# [Direction]
Pull out every line from the lines below that contains the string "rock", treating uppercase and lowercase as distinct.

** Start Given records **

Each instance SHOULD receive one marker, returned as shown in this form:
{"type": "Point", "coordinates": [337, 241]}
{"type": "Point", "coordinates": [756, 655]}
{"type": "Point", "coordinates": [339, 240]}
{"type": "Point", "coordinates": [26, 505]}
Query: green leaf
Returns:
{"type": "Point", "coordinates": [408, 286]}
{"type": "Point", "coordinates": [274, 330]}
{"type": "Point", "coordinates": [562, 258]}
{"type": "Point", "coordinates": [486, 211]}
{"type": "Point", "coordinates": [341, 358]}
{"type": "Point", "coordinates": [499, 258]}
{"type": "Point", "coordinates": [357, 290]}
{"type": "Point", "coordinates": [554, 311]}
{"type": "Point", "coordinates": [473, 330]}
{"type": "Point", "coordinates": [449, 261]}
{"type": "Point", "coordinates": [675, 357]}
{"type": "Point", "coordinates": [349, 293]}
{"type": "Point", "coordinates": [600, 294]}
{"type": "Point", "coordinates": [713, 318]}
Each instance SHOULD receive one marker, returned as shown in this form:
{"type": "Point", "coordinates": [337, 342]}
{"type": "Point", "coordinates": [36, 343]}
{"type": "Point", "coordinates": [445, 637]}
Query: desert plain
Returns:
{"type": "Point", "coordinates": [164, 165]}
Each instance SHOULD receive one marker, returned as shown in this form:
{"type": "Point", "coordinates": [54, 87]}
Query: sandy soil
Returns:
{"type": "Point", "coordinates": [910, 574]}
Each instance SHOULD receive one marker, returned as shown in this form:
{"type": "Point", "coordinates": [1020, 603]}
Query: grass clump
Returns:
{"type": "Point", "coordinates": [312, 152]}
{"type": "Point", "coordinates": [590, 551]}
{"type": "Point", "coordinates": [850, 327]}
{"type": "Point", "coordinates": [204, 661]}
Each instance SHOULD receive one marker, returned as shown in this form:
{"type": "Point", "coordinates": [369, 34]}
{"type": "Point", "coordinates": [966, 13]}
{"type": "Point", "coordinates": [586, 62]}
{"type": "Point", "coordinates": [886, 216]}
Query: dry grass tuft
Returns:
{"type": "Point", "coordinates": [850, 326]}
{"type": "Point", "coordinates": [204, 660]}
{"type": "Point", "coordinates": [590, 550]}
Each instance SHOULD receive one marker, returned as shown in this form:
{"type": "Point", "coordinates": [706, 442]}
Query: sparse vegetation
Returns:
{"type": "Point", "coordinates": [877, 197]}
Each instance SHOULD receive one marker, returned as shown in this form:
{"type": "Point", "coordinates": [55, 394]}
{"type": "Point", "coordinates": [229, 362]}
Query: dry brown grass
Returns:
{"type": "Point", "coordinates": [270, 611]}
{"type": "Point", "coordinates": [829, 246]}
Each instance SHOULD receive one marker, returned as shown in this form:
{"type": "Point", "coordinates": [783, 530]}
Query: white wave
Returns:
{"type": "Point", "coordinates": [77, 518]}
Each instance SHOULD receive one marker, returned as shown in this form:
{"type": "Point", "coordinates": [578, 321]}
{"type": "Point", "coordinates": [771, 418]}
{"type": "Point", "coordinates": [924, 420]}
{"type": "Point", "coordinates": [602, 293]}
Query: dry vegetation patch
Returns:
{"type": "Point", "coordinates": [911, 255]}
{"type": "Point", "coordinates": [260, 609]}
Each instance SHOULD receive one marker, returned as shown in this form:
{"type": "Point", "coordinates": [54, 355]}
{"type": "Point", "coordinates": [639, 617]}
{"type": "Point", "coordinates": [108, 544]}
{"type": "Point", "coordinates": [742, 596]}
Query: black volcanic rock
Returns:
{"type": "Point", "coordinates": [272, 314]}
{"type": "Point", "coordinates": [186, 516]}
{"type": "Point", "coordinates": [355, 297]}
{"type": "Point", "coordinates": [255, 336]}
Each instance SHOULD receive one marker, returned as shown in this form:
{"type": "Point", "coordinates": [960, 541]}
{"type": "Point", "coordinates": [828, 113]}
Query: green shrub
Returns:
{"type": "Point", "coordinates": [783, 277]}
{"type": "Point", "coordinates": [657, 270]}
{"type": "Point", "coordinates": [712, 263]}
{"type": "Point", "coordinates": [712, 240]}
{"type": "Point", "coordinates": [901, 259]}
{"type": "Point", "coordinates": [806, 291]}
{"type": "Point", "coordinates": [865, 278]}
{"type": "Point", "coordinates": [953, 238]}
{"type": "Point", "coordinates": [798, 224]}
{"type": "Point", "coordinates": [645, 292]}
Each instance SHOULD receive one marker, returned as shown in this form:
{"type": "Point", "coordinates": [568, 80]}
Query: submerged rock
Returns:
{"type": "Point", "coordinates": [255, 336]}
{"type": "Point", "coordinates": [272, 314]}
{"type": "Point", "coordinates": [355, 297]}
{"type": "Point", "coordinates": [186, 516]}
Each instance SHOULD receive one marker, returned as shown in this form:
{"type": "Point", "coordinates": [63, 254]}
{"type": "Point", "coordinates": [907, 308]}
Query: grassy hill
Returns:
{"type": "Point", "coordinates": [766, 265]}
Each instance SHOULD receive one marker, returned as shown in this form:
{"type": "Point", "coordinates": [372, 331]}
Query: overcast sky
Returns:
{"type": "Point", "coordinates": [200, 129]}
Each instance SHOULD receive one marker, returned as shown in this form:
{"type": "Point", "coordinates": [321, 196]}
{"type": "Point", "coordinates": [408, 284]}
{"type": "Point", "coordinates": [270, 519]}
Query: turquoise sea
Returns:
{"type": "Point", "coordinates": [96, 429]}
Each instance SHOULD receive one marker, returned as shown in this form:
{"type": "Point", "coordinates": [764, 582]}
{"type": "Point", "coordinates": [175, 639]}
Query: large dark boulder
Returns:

** End Given records **

# [Written answer]
Query: black volcanic rock
Query: submerged rock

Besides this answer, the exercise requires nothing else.